• _Passage given_

RKS represents the lead stockholders in a hybrid Delaware fiduciary duty/appraisal rights class action arising from the $3.1 billion acquisition of Momentive Performance Materials by a consortium of foreign buyers.  On January 13, 2022, the Delaware Chancery Court denied nearly every component of the defendants' motion to dismiss the complaint, allowing to proceed the vast majority of plaintiffs' claims against most of Momentive's directors and Apollo Global Management.

The vice chancellor ruled from the bench following argument, finding the plaintiffs sufficiently alleged that Apollo, with its 41% stake in Momentive stock, acted as controller of the company and that it engineered this take-under transaction while putting its own interests ahead of the company and its stockholders. Indeed, the merger price of $32.50 per share is substantially below the stock's $42 trading price at the time the merger was signed in September 2018.

Among Apollo's competing interests, as alleged in the complaint, Apollo sought to recover $168 million in performance fees that would have remained trapped and inaccessible until its position in Momentive was liquidated. In addition, Apollo faced exposure to bankruptcy litigation that had been ongoing for years as a result of Momentive's emergence from Chapter 11 in 2014. Moreover, Apollo also is alleged to have benefited from a settlement of that litigation funded by the company, in connection with which Apollo is alleged to have received some $113 million resulting from their participation in a total return swap that in effect gave Apollo economic ownership of Momentive’s senior debt, which was the beneficiary of that settlement payment made shortly before, and as a part of, closing of the merger in May 2019.

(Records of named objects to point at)

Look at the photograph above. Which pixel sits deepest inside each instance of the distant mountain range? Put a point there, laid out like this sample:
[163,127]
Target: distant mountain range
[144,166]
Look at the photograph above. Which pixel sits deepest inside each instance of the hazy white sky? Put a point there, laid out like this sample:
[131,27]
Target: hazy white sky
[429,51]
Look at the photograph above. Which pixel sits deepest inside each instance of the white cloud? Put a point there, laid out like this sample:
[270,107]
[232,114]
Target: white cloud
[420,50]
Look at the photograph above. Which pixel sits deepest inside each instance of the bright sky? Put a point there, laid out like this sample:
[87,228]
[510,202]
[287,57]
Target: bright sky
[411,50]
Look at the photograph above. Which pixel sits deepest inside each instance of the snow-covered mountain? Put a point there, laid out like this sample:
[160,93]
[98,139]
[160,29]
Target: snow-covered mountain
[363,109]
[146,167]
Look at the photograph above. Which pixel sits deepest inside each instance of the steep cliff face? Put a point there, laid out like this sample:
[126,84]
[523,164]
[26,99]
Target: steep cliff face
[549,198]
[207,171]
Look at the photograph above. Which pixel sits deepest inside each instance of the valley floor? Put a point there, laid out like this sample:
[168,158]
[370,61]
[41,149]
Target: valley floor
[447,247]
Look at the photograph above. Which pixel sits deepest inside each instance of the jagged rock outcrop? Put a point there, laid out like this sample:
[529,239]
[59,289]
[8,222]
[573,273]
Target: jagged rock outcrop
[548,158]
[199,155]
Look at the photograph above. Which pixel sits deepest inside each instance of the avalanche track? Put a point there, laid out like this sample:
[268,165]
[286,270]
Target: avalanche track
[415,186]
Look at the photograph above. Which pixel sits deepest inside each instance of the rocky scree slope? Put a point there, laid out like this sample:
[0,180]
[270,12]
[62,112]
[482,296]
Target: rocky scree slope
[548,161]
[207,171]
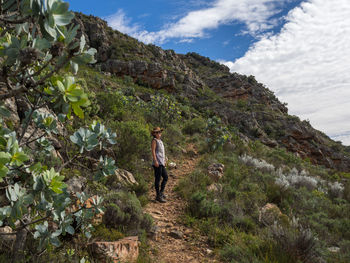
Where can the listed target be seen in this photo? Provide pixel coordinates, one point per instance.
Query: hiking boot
(160, 199)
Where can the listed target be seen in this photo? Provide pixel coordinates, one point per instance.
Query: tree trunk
(18, 247)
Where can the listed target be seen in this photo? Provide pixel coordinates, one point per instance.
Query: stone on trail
(216, 171)
(121, 251)
(215, 188)
(172, 165)
(176, 234)
(125, 177)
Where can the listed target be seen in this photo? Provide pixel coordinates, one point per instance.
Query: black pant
(158, 173)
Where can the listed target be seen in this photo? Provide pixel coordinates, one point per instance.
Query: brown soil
(165, 248)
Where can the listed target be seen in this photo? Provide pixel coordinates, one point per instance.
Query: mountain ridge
(240, 100)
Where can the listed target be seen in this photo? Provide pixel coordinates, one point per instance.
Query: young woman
(158, 155)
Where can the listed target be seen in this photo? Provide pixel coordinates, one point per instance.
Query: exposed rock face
(151, 74)
(216, 171)
(124, 250)
(246, 104)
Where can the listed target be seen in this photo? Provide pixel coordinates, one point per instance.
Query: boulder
(124, 250)
(269, 213)
(176, 234)
(172, 165)
(76, 185)
(216, 171)
(125, 177)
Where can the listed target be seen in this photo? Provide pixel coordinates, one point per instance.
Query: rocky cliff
(240, 100)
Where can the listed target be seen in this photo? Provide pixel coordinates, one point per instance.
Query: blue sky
(224, 42)
(298, 48)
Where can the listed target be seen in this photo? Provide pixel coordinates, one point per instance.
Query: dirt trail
(174, 242)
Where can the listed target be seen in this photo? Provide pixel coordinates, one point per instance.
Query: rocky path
(173, 242)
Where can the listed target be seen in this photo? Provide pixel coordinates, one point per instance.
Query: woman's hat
(156, 129)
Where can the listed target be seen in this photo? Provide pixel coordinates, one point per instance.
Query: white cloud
(308, 65)
(120, 22)
(254, 14)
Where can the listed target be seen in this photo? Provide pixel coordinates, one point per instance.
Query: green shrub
(133, 143)
(124, 212)
(201, 206)
(106, 234)
(196, 125)
(173, 138)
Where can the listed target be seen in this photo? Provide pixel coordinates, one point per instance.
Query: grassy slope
(230, 219)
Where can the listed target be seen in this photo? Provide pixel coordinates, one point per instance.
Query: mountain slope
(239, 100)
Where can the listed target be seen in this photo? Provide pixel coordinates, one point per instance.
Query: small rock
(125, 177)
(215, 188)
(216, 171)
(176, 234)
(209, 251)
(172, 165)
(158, 213)
(333, 249)
(124, 250)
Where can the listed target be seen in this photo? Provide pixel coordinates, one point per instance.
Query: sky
(300, 49)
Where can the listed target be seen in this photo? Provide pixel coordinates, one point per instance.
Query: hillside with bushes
(78, 102)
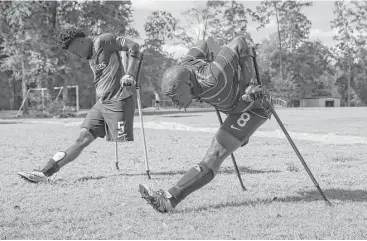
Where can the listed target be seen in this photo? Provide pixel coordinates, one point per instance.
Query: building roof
(321, 97)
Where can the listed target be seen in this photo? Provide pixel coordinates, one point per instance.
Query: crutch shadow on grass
(223, 171)
(342, 195)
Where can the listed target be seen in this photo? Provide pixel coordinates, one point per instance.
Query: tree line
(292, 66)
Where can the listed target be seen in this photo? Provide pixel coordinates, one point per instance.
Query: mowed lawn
(90, 199)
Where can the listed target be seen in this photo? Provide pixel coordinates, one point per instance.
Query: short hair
(171, 79)
(68, 35)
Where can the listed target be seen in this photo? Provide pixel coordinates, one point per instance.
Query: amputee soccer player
(226, 83)
(113, 114)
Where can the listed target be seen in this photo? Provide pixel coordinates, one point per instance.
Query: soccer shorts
(243, 125)
(112, 119)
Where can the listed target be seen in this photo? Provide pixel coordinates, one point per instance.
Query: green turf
(89, 199)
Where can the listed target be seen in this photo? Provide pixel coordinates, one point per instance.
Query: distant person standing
(157, 100)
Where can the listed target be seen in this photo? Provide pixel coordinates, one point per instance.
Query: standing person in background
(157, 100)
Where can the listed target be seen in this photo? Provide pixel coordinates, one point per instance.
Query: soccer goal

• _Directives_
(1) According to the passage on the Momentive acquisition, what share of Momentive stock did Apollo hold?
(2) Pull out each line of the records that contains the string "outcrop".

• _Results for the exercise_
(1) 41%

(2)
Look at the photograph above. Which pixel sits deepest inside each instance of the jagged rock outcrop? Put a point there, laid out like this sample:
Target: jagged rock outcrop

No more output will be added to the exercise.